## [Requirement]
Only the lines from the top of the listing below to the line that has "to the patch" should be echoed, with both ends kept and pictures left out.

↓

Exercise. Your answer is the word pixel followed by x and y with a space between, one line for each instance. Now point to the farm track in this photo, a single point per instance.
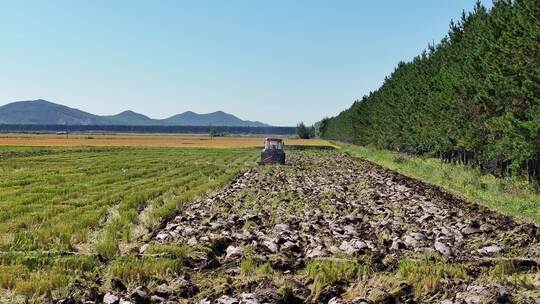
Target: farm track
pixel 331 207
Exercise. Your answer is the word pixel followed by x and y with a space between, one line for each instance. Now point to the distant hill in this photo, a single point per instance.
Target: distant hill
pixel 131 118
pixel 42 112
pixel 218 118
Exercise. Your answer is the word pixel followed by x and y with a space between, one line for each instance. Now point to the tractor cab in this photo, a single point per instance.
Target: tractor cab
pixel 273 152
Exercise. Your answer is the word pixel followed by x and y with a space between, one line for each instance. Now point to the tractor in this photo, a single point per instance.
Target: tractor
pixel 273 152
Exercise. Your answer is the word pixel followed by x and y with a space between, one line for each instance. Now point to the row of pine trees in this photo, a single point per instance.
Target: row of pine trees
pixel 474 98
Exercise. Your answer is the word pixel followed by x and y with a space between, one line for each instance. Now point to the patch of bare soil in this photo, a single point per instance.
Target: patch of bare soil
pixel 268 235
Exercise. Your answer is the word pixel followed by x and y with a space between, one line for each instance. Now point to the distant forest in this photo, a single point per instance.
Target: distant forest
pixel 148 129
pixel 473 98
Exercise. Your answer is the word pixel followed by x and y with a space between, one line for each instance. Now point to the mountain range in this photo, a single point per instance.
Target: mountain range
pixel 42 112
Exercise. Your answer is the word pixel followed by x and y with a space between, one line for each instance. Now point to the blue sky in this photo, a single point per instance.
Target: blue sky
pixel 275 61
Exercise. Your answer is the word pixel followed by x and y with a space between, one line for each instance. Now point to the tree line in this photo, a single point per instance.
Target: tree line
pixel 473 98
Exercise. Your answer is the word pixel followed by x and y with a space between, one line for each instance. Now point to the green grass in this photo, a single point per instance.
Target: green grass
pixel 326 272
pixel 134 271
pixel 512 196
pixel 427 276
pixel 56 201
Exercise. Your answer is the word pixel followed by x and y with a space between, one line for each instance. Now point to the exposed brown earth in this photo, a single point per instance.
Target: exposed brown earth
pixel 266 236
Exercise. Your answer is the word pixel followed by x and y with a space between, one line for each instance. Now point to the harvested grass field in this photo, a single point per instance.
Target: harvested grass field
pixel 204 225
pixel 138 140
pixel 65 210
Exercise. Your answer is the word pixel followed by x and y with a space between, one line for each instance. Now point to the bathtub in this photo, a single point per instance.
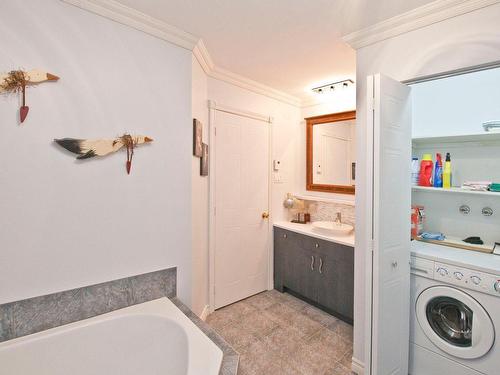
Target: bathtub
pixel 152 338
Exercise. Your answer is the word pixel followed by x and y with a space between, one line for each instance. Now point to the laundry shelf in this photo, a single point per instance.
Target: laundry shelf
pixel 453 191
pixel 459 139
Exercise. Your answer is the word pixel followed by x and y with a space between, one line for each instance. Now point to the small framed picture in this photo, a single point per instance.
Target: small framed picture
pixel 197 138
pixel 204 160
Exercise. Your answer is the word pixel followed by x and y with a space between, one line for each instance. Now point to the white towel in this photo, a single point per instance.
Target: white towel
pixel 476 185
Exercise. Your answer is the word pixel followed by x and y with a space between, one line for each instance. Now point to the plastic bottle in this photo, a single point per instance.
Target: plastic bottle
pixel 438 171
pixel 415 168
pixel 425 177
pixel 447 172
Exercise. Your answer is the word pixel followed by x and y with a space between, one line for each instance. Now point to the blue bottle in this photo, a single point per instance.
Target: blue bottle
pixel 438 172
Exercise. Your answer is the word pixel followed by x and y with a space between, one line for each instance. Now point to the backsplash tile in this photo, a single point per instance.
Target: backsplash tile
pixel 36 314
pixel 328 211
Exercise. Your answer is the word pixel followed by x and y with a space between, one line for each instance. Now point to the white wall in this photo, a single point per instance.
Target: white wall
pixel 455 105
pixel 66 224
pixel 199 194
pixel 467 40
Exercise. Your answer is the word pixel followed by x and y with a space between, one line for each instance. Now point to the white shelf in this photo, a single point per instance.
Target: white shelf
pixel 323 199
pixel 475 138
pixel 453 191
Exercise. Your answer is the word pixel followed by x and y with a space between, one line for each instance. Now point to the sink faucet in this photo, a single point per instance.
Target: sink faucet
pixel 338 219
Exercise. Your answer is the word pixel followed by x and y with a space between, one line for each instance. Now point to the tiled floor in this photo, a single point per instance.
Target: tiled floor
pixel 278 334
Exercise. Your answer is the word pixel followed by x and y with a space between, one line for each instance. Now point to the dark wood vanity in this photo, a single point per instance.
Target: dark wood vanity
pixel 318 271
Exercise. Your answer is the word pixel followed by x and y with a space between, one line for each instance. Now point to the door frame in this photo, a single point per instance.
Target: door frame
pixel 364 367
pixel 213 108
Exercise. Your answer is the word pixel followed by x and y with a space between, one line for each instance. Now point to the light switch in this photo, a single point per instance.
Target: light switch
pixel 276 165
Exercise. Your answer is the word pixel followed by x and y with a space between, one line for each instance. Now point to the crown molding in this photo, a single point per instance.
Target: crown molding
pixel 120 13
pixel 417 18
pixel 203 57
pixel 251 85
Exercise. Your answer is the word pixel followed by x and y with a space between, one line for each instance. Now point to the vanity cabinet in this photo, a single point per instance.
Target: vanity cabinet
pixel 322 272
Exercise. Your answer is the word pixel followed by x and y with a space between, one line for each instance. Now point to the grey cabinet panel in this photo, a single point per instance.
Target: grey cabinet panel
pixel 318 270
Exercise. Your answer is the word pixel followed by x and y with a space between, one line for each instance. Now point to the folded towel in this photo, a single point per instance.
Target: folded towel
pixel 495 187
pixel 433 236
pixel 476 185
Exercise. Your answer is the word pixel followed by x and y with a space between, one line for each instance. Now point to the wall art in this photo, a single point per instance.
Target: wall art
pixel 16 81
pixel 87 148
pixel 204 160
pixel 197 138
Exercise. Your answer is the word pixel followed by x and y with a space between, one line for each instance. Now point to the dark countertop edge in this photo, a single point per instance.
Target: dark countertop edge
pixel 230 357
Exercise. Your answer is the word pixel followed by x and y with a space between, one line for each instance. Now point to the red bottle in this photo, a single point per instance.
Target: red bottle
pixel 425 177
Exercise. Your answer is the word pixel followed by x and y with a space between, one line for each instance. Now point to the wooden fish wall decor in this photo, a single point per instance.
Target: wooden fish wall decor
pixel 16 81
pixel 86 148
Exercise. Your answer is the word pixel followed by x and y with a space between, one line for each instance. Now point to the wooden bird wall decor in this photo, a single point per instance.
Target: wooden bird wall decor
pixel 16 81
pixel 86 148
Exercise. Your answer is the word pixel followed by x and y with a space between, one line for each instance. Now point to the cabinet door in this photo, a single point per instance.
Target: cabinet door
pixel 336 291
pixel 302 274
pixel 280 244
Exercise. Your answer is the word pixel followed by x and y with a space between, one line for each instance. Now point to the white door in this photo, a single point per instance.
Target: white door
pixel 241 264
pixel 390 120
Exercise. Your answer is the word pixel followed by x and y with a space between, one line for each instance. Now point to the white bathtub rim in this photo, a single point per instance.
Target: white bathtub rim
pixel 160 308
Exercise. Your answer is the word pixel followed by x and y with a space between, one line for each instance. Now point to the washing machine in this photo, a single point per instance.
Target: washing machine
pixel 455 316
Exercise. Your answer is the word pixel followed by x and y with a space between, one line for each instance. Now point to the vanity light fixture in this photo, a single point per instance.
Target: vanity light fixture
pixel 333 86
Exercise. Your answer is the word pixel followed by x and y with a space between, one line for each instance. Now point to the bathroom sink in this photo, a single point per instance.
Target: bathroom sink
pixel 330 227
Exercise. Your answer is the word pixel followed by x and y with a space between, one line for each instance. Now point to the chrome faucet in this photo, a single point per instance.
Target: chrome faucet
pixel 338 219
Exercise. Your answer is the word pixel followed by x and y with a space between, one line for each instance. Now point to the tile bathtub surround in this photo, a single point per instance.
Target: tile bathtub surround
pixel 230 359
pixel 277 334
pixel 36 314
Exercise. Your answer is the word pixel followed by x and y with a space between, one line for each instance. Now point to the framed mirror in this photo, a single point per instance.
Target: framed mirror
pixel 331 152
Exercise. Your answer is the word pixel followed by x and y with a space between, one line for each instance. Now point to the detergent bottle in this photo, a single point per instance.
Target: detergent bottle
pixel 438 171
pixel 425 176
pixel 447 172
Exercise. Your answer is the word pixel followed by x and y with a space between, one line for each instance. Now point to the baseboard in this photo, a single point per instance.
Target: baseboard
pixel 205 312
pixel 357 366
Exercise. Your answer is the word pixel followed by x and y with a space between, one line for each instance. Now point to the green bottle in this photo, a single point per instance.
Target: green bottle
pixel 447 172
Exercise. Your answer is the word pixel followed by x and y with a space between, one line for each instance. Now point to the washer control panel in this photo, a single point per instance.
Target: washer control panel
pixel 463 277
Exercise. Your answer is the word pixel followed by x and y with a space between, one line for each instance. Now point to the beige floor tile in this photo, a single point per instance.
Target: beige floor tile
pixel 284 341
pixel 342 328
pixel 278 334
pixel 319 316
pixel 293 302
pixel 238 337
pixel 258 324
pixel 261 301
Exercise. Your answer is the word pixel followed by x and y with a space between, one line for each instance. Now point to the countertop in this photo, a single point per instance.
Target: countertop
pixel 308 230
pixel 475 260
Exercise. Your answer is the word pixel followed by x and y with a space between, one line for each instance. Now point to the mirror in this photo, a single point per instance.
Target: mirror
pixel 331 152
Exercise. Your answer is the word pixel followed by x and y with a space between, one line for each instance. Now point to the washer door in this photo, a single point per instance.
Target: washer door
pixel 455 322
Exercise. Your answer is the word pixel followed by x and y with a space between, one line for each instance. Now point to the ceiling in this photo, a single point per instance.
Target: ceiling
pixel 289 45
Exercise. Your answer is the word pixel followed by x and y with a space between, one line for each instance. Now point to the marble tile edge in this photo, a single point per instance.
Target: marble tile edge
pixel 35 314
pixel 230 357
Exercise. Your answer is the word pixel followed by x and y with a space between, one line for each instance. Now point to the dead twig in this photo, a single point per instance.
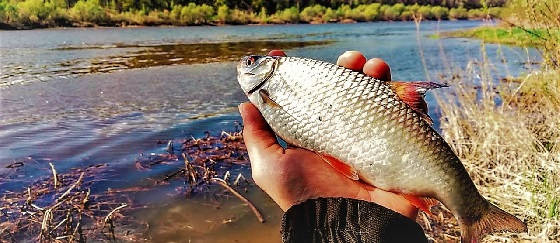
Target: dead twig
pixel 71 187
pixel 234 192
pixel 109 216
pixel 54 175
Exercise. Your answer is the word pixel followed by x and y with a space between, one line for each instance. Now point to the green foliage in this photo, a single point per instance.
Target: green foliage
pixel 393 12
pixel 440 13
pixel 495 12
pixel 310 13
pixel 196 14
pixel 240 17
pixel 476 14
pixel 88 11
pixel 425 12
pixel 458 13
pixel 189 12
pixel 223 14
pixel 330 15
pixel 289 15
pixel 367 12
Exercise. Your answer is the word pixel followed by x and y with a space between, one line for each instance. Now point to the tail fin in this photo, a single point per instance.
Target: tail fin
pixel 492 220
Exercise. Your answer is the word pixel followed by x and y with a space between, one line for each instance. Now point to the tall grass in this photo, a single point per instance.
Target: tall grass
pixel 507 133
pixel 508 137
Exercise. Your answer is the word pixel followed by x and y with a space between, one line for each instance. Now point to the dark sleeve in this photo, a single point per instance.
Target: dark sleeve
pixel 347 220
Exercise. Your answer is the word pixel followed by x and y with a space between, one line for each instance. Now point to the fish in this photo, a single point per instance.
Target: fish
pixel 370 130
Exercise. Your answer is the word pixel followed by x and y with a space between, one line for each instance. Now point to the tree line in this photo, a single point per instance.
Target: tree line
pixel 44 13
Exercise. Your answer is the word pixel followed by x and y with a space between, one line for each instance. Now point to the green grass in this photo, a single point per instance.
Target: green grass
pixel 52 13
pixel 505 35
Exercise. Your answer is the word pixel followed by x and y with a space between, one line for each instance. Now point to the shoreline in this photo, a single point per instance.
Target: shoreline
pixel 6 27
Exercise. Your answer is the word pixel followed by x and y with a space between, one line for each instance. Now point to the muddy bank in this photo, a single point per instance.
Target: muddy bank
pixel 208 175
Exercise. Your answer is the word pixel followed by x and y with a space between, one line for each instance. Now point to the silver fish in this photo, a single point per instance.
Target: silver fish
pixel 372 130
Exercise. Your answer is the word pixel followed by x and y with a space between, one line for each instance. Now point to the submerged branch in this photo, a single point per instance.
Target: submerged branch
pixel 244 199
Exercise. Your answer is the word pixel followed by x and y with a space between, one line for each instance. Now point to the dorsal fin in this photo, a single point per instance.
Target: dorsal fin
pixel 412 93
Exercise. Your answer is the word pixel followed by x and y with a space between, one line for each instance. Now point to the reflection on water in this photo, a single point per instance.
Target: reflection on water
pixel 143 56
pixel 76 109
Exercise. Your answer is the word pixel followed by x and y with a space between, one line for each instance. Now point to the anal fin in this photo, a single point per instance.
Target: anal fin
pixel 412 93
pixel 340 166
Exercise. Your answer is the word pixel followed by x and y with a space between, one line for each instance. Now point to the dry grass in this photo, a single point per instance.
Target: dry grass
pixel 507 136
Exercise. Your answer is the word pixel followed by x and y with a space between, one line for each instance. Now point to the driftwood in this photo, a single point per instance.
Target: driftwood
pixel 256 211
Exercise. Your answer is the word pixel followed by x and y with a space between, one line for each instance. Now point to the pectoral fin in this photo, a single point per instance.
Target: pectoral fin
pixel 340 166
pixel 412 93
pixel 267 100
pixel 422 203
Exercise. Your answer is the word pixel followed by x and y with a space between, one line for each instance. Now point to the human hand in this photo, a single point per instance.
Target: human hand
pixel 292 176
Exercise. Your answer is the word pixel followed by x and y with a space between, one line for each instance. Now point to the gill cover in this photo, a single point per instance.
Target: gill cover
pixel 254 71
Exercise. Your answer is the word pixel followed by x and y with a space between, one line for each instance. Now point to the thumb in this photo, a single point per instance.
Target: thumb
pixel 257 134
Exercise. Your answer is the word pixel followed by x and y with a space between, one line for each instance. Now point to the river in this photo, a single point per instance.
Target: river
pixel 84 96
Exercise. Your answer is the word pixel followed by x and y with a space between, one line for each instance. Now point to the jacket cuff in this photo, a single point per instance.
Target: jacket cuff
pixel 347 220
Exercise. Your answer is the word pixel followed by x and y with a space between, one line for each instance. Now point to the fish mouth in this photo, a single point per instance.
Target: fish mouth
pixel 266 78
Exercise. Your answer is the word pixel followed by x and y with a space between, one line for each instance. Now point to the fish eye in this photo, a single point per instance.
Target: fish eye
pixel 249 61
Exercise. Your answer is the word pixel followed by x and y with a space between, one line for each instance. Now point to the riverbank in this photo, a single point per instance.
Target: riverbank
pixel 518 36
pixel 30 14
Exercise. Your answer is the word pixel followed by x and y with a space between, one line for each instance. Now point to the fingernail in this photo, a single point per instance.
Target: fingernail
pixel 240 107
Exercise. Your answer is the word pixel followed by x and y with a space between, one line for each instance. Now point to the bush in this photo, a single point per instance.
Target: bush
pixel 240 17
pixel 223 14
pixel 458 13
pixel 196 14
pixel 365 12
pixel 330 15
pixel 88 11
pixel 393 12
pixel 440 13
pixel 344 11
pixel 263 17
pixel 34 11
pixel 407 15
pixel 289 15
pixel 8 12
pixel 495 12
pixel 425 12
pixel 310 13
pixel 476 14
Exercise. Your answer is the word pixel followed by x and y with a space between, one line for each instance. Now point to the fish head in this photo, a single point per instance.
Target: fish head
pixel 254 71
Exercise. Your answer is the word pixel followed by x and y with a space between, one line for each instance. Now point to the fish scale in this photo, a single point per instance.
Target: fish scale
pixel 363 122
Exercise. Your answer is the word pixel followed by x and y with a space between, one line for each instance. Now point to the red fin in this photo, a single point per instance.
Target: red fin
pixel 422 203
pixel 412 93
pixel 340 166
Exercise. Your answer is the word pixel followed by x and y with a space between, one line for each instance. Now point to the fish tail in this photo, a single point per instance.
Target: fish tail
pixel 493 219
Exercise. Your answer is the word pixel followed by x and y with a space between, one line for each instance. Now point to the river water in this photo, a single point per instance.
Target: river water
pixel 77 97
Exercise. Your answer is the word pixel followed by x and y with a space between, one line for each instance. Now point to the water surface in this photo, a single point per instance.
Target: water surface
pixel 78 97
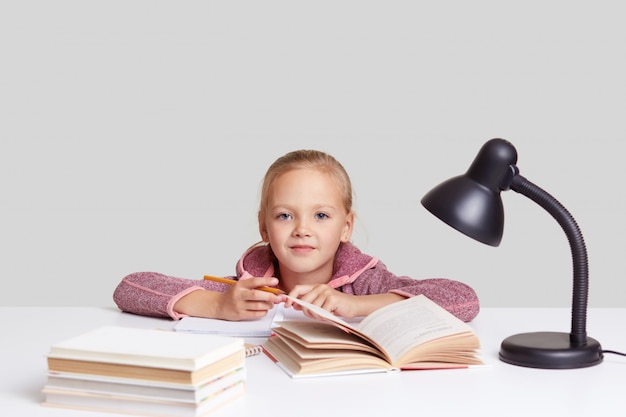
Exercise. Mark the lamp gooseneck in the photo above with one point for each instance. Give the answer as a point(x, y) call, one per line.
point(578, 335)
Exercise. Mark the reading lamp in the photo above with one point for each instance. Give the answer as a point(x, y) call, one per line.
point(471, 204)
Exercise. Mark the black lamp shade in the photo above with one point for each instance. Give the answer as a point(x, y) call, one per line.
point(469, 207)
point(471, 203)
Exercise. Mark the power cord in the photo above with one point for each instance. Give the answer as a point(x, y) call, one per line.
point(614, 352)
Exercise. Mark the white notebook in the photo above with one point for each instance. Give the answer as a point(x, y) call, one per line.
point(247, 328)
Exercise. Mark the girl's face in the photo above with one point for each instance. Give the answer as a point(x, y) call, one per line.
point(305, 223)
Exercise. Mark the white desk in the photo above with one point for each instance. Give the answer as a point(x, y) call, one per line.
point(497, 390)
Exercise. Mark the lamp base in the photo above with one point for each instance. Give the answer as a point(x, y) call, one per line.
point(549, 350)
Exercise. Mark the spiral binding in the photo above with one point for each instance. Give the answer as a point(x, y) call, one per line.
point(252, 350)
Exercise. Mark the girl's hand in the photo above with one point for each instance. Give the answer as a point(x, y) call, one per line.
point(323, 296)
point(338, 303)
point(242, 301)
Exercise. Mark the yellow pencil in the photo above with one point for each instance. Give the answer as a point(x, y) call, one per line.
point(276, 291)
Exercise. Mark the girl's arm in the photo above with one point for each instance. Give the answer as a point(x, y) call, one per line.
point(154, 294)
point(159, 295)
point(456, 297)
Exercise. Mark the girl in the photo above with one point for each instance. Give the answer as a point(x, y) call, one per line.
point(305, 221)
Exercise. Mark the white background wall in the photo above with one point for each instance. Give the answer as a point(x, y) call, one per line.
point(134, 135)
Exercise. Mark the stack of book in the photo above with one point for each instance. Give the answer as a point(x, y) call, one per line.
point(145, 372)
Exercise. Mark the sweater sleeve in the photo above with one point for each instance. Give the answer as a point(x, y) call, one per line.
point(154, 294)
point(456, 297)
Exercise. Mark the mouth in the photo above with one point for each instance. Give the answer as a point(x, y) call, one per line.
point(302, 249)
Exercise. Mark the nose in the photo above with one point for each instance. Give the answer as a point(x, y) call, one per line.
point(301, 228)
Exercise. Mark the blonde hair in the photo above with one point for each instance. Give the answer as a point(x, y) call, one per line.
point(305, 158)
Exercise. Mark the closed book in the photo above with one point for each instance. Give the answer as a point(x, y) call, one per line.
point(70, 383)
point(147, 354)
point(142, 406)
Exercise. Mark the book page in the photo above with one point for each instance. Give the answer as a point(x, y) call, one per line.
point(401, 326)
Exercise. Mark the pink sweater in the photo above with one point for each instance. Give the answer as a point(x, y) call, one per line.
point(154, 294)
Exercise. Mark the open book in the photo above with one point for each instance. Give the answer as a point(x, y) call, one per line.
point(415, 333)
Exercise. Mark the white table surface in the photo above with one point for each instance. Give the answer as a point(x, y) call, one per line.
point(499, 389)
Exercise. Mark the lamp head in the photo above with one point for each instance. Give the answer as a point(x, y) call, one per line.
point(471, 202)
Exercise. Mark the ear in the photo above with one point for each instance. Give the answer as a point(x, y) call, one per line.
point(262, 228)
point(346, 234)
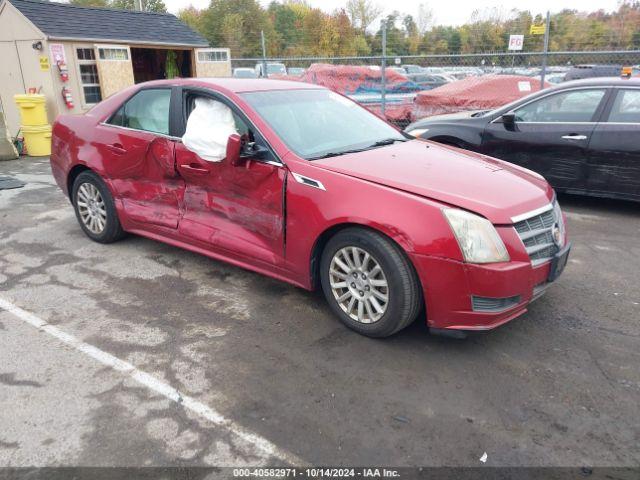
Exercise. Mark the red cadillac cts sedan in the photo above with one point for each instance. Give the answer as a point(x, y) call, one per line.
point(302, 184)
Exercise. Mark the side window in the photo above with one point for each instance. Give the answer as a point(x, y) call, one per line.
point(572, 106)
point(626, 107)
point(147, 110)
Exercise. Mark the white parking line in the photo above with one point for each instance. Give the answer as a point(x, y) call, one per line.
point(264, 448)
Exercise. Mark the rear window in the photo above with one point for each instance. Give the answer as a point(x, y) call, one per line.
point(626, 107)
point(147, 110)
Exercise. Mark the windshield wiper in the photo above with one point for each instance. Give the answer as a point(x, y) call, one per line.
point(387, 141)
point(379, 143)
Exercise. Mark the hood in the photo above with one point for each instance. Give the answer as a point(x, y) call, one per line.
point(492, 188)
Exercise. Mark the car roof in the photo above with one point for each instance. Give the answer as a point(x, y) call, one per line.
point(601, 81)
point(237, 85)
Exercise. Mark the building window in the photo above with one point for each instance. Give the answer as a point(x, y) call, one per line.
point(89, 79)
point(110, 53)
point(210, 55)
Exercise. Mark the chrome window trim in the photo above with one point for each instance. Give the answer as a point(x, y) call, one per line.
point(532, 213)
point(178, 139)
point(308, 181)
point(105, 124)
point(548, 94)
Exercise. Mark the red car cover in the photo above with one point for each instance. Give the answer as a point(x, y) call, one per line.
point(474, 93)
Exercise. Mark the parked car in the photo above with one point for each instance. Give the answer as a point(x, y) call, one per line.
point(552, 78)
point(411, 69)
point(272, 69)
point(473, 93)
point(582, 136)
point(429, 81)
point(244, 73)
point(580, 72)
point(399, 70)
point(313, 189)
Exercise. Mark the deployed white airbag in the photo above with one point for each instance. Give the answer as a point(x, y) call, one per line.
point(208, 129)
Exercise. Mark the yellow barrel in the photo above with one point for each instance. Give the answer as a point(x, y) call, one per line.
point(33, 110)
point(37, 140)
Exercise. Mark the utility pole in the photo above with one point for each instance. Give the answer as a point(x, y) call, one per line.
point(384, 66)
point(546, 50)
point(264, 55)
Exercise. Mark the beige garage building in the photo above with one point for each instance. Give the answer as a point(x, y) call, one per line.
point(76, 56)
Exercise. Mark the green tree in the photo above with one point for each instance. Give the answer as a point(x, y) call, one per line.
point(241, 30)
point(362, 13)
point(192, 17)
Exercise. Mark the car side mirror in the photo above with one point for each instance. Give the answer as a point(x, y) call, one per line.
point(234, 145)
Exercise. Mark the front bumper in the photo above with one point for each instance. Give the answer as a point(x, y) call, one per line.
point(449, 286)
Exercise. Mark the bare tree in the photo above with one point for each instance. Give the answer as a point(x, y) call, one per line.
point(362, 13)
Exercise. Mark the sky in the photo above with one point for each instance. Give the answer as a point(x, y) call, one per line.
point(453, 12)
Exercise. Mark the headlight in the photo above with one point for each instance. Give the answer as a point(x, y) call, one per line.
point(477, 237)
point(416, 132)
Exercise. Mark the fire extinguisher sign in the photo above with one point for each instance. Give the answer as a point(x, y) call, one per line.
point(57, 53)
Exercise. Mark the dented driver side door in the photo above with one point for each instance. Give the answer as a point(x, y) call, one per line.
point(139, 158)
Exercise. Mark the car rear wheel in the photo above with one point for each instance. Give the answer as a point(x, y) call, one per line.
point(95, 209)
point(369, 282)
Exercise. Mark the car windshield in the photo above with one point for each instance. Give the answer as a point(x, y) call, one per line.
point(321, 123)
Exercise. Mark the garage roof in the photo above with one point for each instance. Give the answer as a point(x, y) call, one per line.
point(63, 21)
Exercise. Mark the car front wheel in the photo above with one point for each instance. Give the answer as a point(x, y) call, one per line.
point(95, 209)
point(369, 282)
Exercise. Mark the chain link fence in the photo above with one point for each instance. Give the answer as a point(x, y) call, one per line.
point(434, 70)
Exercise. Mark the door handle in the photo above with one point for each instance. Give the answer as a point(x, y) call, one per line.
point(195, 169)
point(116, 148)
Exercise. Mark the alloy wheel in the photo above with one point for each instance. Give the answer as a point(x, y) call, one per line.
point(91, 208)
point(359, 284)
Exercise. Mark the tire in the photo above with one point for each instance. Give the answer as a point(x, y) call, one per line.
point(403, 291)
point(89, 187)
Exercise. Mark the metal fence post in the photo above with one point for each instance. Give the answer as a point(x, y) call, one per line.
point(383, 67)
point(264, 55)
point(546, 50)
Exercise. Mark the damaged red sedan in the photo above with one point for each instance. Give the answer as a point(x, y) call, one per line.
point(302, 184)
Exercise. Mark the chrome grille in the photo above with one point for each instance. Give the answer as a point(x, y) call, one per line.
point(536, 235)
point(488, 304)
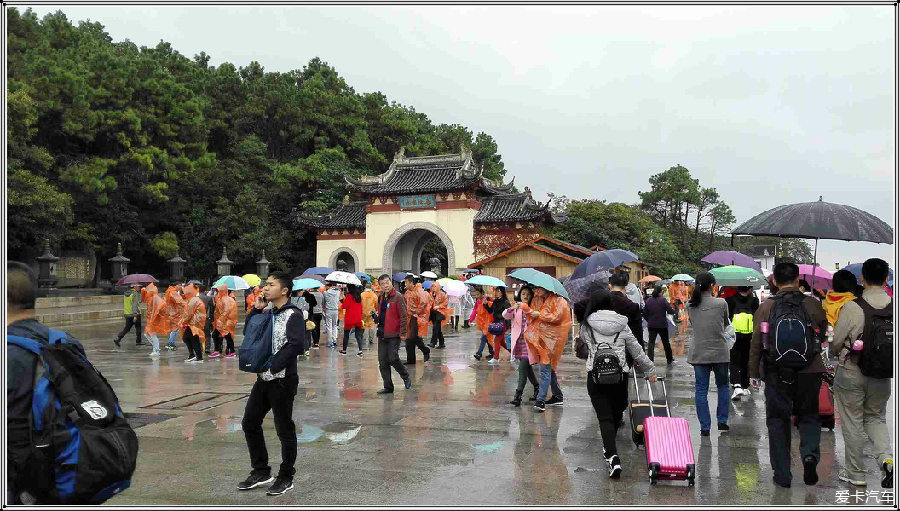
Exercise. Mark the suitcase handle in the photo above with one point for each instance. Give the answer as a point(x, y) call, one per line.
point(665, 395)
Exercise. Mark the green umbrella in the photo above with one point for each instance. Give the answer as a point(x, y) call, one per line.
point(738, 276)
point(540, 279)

↑

## [Result]
Exercise. Your answer is the word pixel followed by x and y with a space between, one line for each instance. Now point to the farm track in this photo, a single point per instance.
Target: farm track
pixel 331 207
Exercise. Your answer is the word pixel followed by x and y with a space between, one line for each instance. Now point to the distant hill in this photo, a single point per instance.
Target: distant hill
pixel 131 118
pixel 42 112
pixel 218 118
Exercise. Your answer is the word pixel followed by x and y with a space between, one line for each instance. Now point to the tractor cab in this photo, a single point per instance.
Target: tractor cab
pixel 273 152
Exercise. Your answer is the word pixel followed by x and y with a space between, one line for each instance. Now point to the tractor in this photo, a single point per instance.
Target: tractor
pixel 273 152
Exercise. Your answer is the word pixel followed by x and y with a space between, one line for each instance. Now point to the row of pine trees in this photo, a single point per instance.
Target: row of pine trees
pixel 474 98
Exercise. Your answer is the word pixel followed by x and y with a space between, one line for each instance. Now point to the patch of bare soil in this photo, a single point per instance.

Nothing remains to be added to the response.